#### Stored data entries
▽
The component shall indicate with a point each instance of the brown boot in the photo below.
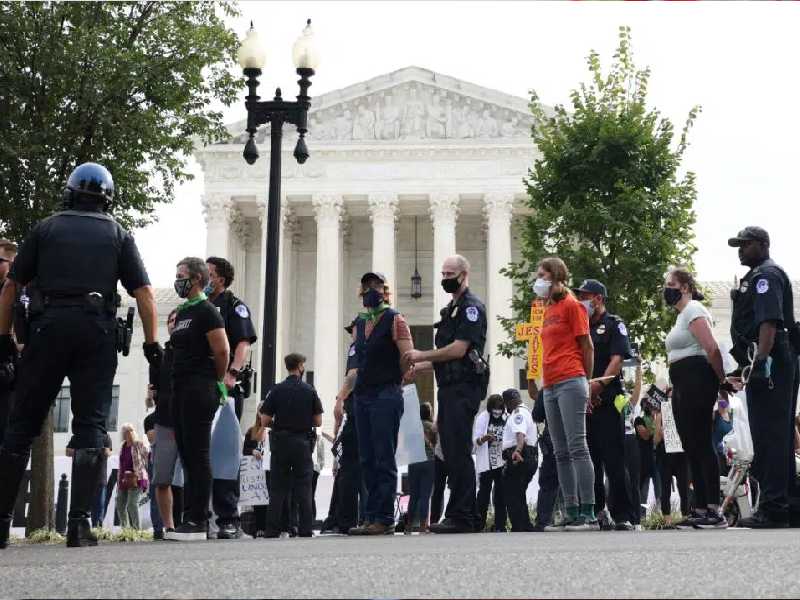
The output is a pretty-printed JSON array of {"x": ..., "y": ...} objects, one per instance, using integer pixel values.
[{"x": 380, "y": 529}]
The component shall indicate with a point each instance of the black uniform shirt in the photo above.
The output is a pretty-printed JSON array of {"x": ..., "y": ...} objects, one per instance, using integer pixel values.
[
  {"x": 610, "y": 338},
  {"x": 764, "y": 294},
  {"x": 236, "y": 317},
  {"x": 463, "y": 320},
  {"x": 292, "y": 405},
  {"x": 76, "y": 252},
  {"x": 193, "y": 355}
]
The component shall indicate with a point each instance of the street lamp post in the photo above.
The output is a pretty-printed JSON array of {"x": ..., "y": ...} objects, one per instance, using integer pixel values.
[{"x": 276, "y": 112}]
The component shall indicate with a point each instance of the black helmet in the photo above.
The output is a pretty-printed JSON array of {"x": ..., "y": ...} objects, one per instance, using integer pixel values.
[{"x": 91, "y": 181}]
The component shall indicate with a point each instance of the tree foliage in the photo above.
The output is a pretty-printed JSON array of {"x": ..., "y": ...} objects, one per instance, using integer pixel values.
△
#### WORK ITEM
Write every entry out again exactly, images omitted.

#### ANSWER AREA
The component shall indicate with a point each instance of the brown boot in the photo below.
The output is a pretty-printed JSON array of {"x": ..., "y": ...} objects, one per instance, using integer pixel values.
[{"x": 380, "y": 529}]
The component shall indicate with a point each instance of the black uniform shirt in the photo above.
The output is a pretty-printed JSON array of {"x": ..., "y": ...} objects, one per instance, using integer pixel values.
[
  {"x": 610, "y": 338},
  {"x": 764, "y": 294},
  {"x": 236, "y": 317},
  {"x": 463, "y": 320},
  {"x": 292, "y": 405},
  {"x": 76, "y": 252},
  {"x": 193, "y": 355}
]
The component shall indicate with a point each instance of the street lamp post in the photo above.
The output is a pretty-printed JSON array of {"x": ..., "y": ...} objects, one per instance, using integer pixel values.
[{"x": 276, "y": 112}]
The component shall indicate with a point each instance of the black helmet in the photo above.
The output is a pretty-printed JSON array of {"x": ..., "y": ...} objects, one per instance, using integer pixel values.
[{"x": 91, "y": 181}]
The component shall indicate with a point each instance of the tree foliage in the photo above.
The output is a pretty-printed JSON array of {"x": ..., "y": ...} objects, one per instance, using integer pixel values.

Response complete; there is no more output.